*OBJECTIF DE L'EXERCICE:*
Répondez brièvement, à partir de l'extrait sur le Toulouse d'Alain Casanova :
(a) Quelle approche plus conservatrice Alain Casanova adopte-t-il ?
(b) Dans quel dispositif Manu Garcia se retrouve-t-il ?
(c) À quel journal Manu Garcia explique-t-il ce changement de mentalité ?

*EXTRAIT:*
········

Sauf qu’après cette idylle, les mauvais résultats sont de retour. Rien de dramatique, c’est même plutôt classique de voir un club du calibre de Toulouse avoir une période de moins bien. Alors que beaucoup d’entraîneurs auraient persévéré dans cette volonté de faire du jeu, Alain Casanova rejoint une idée plus conservatrice avec un bloc bas et de l’intensité dans les duels. Manu Garcia passe du compte de fée au cauchemars. L’écosystème qui lui permettait de rayonner est fracassé. Lui qui aime surement trop toucher le ballon se retrouve dans un double pivot avec une défense à trois. il court plus souvent derrière qu’avec le ballon. Il explique ce changement de mentalité à L’Equipe.

········

*DONNÉES FOURNIES:*

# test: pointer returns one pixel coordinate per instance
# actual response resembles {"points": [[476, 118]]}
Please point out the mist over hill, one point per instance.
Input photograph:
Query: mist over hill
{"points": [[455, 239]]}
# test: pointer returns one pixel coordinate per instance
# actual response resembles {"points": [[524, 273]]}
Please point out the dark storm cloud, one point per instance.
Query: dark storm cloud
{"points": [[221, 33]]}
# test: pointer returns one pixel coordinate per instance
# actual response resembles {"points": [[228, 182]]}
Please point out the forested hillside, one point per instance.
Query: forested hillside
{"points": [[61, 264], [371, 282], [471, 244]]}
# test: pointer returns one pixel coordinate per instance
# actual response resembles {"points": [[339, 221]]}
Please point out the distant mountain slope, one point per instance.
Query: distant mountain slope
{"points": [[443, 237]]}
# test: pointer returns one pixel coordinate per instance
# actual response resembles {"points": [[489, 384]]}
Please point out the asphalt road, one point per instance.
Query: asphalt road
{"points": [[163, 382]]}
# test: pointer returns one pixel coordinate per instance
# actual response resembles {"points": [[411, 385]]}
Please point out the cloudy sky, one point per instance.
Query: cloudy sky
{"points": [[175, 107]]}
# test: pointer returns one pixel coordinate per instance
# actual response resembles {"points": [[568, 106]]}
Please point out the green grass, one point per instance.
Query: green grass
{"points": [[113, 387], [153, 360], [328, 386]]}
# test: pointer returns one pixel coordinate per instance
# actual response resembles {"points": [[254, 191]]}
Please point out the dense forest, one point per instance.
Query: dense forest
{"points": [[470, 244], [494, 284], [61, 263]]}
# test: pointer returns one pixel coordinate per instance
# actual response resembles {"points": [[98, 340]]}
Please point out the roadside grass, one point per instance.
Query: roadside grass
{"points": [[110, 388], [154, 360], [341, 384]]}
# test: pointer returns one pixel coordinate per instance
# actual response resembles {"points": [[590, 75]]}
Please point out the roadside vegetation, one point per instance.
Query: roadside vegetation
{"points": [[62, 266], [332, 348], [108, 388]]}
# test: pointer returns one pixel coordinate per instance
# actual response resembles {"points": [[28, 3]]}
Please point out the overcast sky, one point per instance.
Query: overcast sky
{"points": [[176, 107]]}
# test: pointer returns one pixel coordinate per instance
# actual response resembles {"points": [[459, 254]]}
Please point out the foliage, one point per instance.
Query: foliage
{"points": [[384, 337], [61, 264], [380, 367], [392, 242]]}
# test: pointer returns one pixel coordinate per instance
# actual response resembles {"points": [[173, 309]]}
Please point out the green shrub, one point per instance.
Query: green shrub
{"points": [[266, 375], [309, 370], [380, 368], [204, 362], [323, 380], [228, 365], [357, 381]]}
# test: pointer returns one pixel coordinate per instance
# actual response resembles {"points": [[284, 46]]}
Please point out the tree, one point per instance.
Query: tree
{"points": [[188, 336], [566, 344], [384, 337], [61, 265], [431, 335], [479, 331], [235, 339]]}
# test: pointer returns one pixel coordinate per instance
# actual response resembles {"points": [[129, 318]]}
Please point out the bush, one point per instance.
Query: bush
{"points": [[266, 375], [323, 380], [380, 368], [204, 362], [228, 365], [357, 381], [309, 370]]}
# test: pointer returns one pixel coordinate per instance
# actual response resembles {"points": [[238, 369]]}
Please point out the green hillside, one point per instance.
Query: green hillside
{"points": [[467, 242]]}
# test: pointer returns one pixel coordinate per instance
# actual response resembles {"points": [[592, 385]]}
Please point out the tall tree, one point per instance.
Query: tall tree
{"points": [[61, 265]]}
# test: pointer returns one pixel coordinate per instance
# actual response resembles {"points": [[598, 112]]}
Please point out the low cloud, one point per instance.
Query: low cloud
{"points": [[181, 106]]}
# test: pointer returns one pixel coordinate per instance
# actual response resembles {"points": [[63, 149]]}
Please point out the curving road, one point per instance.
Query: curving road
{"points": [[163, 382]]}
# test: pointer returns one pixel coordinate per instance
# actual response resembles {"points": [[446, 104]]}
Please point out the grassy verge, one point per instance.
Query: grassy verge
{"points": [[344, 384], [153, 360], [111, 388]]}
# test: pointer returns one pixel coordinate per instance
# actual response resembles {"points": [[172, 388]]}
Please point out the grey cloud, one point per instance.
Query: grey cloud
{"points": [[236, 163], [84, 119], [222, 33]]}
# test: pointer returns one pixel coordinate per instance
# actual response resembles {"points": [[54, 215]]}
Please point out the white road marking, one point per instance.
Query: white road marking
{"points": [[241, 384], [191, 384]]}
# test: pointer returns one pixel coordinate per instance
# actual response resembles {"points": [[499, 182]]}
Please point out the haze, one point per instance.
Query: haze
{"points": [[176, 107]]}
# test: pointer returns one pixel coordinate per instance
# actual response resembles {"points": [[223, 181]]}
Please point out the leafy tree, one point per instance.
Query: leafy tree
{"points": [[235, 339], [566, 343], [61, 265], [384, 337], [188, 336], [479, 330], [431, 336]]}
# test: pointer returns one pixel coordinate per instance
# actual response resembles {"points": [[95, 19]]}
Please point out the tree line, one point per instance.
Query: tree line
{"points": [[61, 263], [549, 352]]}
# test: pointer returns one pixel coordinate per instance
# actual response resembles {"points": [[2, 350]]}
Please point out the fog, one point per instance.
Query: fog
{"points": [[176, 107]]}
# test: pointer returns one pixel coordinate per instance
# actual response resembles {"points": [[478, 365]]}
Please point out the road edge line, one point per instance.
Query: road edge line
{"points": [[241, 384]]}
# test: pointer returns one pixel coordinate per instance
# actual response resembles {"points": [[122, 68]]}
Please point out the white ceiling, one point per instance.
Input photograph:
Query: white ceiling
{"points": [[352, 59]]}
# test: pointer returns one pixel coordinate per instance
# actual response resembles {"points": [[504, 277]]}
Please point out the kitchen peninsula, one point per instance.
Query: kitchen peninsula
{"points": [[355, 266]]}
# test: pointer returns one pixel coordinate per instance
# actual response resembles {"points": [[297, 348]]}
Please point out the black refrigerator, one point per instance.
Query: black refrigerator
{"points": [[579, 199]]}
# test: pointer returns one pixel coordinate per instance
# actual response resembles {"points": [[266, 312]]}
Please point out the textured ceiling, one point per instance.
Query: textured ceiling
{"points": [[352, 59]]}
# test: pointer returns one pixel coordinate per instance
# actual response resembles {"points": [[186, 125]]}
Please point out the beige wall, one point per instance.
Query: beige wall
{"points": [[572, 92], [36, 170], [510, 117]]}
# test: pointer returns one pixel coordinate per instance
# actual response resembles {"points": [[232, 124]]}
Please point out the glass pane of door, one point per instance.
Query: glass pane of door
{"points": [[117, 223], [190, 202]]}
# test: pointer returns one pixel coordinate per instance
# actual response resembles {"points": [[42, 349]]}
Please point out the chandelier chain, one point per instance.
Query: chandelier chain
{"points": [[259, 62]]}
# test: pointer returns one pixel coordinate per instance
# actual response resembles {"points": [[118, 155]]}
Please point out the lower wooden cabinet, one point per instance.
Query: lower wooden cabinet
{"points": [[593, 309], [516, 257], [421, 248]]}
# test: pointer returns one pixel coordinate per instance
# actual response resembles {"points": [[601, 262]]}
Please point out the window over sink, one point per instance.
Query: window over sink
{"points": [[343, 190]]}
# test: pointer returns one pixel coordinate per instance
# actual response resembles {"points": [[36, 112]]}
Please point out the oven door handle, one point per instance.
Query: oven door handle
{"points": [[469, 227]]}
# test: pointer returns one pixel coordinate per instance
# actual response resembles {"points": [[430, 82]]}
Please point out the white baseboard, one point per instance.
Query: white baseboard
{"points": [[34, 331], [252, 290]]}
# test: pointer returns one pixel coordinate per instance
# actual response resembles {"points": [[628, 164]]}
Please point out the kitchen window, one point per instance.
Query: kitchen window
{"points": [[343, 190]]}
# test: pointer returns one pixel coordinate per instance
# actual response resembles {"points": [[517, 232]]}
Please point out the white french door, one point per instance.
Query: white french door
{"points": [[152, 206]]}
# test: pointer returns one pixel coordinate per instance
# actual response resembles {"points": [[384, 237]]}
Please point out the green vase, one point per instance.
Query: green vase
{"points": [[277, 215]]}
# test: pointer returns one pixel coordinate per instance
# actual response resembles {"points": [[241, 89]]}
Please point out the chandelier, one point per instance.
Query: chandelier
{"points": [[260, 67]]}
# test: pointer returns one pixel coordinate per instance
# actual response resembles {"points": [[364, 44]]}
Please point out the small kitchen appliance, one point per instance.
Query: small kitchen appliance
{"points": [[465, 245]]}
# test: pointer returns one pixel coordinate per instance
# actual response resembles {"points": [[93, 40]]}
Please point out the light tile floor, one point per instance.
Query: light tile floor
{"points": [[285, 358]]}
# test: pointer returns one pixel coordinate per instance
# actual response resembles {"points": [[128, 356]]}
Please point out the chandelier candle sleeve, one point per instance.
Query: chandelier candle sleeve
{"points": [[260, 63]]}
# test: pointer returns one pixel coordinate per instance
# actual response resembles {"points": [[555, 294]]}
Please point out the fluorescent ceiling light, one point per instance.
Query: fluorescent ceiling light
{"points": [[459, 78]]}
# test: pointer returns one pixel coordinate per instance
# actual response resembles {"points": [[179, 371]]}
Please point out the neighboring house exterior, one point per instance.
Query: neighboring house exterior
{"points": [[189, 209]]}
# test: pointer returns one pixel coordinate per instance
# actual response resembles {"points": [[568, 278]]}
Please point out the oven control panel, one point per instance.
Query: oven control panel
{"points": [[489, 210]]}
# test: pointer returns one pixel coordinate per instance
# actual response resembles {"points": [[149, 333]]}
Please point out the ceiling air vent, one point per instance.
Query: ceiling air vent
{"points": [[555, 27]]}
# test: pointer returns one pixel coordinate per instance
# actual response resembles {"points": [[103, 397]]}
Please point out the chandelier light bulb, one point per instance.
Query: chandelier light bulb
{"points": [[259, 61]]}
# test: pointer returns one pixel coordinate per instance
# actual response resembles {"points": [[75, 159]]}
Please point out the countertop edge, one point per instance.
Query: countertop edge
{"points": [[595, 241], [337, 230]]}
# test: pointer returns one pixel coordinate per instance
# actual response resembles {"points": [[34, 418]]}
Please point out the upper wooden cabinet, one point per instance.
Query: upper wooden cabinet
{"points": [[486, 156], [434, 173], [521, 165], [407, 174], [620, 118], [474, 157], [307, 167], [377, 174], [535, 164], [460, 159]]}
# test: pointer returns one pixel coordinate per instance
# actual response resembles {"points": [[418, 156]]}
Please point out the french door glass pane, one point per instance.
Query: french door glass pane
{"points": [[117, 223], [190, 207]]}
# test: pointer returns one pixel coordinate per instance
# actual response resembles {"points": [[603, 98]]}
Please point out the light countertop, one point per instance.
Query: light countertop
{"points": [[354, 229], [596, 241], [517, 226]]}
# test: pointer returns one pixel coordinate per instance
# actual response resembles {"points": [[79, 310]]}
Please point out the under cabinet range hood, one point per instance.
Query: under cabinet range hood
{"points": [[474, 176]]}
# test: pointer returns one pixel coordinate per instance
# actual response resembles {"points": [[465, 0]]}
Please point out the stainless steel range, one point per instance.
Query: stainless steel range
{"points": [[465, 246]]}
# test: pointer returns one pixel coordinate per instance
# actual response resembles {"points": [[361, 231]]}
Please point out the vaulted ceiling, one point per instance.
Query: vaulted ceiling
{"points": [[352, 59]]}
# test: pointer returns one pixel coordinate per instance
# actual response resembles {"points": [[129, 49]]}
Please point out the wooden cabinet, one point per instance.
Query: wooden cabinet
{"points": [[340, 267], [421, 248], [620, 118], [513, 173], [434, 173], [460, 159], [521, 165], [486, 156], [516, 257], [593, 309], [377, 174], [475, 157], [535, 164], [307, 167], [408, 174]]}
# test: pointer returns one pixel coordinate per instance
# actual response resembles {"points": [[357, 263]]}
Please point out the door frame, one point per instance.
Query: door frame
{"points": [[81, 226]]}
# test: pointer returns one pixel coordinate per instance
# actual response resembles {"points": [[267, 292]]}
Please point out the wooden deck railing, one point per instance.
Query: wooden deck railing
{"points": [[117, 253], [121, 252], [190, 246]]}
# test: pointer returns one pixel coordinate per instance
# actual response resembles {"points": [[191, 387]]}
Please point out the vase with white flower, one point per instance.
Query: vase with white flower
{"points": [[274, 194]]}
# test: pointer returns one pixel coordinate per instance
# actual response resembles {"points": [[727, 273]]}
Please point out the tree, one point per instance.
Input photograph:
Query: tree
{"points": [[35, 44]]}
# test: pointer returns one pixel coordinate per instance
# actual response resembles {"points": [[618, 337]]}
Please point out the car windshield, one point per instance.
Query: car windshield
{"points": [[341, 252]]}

········

*RÉPONSE ATTENDUE:*
(a) Un bloc bas et de l'intensité dans les duels.
(b) Dans un double pivot avec une défense à trois.
(c) À L'Equipe.